マーキュリー最終楽曲の「ミウ」。
【PHANTOM TOUR】【OTHER PHANTOM TOUR】を通して本編での登場はなく、
アンコールに、幾度か登場するに止まった星野英彦会心のアコースティック・バラード。

この20世紀最終ツアー【TOUR ONE LIFE, ONE DEATH】では、大阪・名古屋・東京と
しっかりと本編のセット・リストに名を連ねた。

ややライヴ慣れが気になったが、この最終公演ではベストのパフォーマンスと言えるだろう。
やはり、耳を衝いて離れない星野英彦のアコースティックの調べをなぞるように、
今井寿の赤マイマイが、ストロークされ、見事なアンサンブルとなっている。
今井寿のマイマイダンスも、この星野英彦のギターの調べの中で、
ドラマチックに揺れ動いている。

樋口“U-TA”豊のツーフィンガーによるグルーヴと、
ダイナミックな展開のヤガミ“アニイ”トールのドラミングに乗り今井寿が舞う。
一体感が増したバンド・サウンドをこの「ミウ」では披露している。

星野英彦のコーラスが胸を衝く。

ドラマチックな演出にマッチする日本武道館の観衆も、
この楽曲には、静かに横揺れしながら聴き入るのがベストだろう。


それにしても、「ミウ」。

なんという愛らしい名を、櫻井敦司は、この楽曲に付けたのだろう。

由来を訊いても「思い付きなんです」としか答えてくれない彼であるが、
深い愛情をこの名に感じてしまう。
星野英彦の「恋文」を受け取った櫻井敦司が、期待に応えようと作った詞は、
彼の優美な語感に沿って、まるで一本の映画を見ているようだ。

甘美な死の誘惑と、生命の象徴として最後に登場する少女。
どうしても、想い浮かんでしまう光景は、戦場の焼け野原。これが現実世界。
そこで夢見た蝶蝶の舞う花園に、一閃の“光”が発ち込める。
祈る少女は、母親も失ってしまったけれど、最後に希望を持ってこの世界を歩み出すのだ。

対象ポイントのラベル:
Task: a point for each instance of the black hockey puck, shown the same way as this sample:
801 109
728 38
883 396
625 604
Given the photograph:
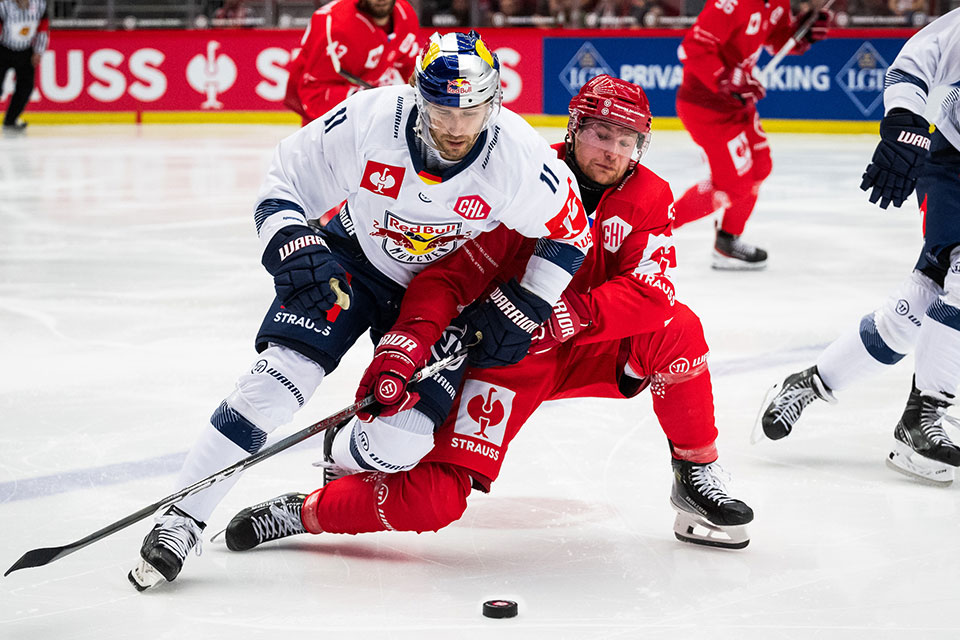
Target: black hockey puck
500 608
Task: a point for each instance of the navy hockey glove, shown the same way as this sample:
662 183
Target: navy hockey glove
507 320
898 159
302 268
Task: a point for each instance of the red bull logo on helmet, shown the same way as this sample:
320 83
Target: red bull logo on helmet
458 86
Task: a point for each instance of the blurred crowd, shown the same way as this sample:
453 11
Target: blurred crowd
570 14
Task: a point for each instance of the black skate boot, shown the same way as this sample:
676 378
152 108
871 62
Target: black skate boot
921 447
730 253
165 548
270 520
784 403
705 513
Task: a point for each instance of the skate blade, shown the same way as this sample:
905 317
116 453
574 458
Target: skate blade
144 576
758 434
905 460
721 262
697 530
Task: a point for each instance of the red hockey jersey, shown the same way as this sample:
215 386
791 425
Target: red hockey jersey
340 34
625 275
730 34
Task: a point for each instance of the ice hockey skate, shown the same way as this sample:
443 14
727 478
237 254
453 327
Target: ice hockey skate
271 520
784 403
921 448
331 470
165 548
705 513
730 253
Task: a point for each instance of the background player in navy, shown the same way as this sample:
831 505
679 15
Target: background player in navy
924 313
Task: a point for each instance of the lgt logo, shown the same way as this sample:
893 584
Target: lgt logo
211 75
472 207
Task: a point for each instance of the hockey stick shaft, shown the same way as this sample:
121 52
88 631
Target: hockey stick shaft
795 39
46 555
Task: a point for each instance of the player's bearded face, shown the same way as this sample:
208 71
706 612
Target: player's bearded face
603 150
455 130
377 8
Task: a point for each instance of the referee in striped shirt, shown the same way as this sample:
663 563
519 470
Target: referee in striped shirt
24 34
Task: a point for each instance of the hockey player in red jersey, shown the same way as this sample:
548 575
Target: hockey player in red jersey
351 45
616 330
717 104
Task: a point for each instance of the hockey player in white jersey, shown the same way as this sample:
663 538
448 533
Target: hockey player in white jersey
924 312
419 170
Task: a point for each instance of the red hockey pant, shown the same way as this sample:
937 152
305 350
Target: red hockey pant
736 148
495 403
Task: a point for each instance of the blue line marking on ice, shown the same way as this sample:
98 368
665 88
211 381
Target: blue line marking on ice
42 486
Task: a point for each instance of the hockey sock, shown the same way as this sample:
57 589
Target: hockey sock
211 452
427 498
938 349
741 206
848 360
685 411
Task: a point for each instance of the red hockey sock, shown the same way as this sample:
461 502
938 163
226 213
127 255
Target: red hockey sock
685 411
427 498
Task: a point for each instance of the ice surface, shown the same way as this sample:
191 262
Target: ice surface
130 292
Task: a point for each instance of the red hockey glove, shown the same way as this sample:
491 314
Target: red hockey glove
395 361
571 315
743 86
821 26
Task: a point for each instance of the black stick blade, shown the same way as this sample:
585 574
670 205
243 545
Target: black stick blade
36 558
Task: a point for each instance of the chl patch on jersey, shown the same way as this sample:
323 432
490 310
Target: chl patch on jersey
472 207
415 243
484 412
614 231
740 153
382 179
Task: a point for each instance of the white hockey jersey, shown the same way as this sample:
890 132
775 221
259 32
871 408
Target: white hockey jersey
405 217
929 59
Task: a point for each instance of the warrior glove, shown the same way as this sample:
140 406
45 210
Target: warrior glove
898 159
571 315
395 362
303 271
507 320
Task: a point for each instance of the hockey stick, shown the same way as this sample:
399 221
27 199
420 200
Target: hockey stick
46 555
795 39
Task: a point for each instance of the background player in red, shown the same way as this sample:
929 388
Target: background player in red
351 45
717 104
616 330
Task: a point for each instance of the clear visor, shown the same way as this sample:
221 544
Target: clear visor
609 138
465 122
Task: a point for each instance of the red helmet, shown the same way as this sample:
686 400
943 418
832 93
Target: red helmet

やること一覧:
A. 「ミウ」のライヴ評のうち、「今井寿のマイマイダンスも、この星野英彦のギターの調べの中で、」から「星野英彦のコーラスが胸を衝く。」までを、両端も含めて一字も変えずに書き写せ。
B. 「ミウ」のライヴ評を、最後の文の後から書き進めよ。

練習の結果:
A.
今井寿のマイマイダンスも、この星野英彦のギターの調べの中で、
ドラマチックに揺れ動いている。

樋口“U-TA”豊のツーフィンガーによるグルーヴと、
ダイナミックな展開のヤガミ“アニイ”トールのドラミングに乗り今井寿が舞う。
一体感が増したバンド・サウンドをこの「ミウ」では披露している。

星野英彦のコーラスが胸を衝く。

B.
「JUPITER」が、Led Zeppelinの「天国への階段」のような存在のバラッドならば、
この「ミウ」は、David Bowieのベルリン時代を象徴する「“Heroes”」のような存在感である。
東西冷戦の崩壊前のベルリンの壁を前に、ドラッグ抜きのリハビリを兼ねたDavid Bowieが、
英雄になり切れない、もしくは、英雄視されることから逃避を重ねた日々の中で、
この時代の盟友Brian Enoと創りあげたのベルリン三部作『Low』『“Heroes"』『Lodger』の
硬質なサウンドの中にある哀愁が類似してしまうのである。

BUCK-TICKに取ってのマーキュリー時代こそが、
David Bowieのベルリン時代にあたるのではなか?と不図感じてしまう一曲である。
実験と試行錯誤の日々の中で、彼らのスケールはとてつもなく大きくなって我々の前に姿を表した。

そして、前に進む力を得た彼等は、もう迷うことなく我が道を行く。
そう、“編み上げブーツ履く少女”と同じように…。




ミウ
(作詞:櫻井敦司 / 作曲:星野英彦 / 編曲:BUCK-TICK)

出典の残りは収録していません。